— ASSIGNMENT —
Quote everything in the census appeals article from "by Michael Wines" down to "an accurate count.", word for word.

— STUDY TEXT —
An appeals court has rejected another attempt by the Trump administration to end the census early.
by Michael Wines
A federal appeals court on Wednesday upheld a lower-court ruling that barred the Trump administration from ending the head-counting part of the 2020 census a month early, handing a victory to state and local governments that said more time was needed for an accurate count.
But a second part of the court’s ruling could render much of that victory toothless — and add a huge dose of uncertainty to the use of this year’s census figures to reapportion the House of Representatives next year.
A unanimous three-judge panel for the United States Court of Appeals for the Ninth Circuit said that the Commerce Department had to scrap an order that would have ended the head count on Sept. 30, and that the tally should continue until Oct. 31, the previous end date. But at the same time, it said the lower court erred when it told the department to ignore a Dec. 31 deadline for delivering population totals to the White House, and to instead hew to the previous deadline of April 2021.

— GIVEN MATERIAL —
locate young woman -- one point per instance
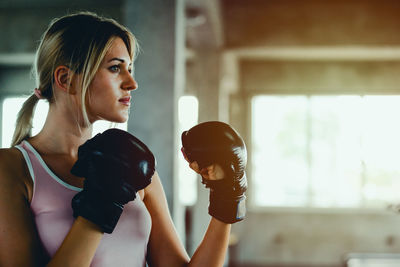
(84, 70)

— RESPONSE TO THE EXERCISE —
by Michael Wines
A federal appeals court on Wednesday upheld a lower-court ruling that barred the Trump administration from ending the head-counting part of the 2020 census a month early, handing a victory to state and local governments that said more time was needed for an accurate count.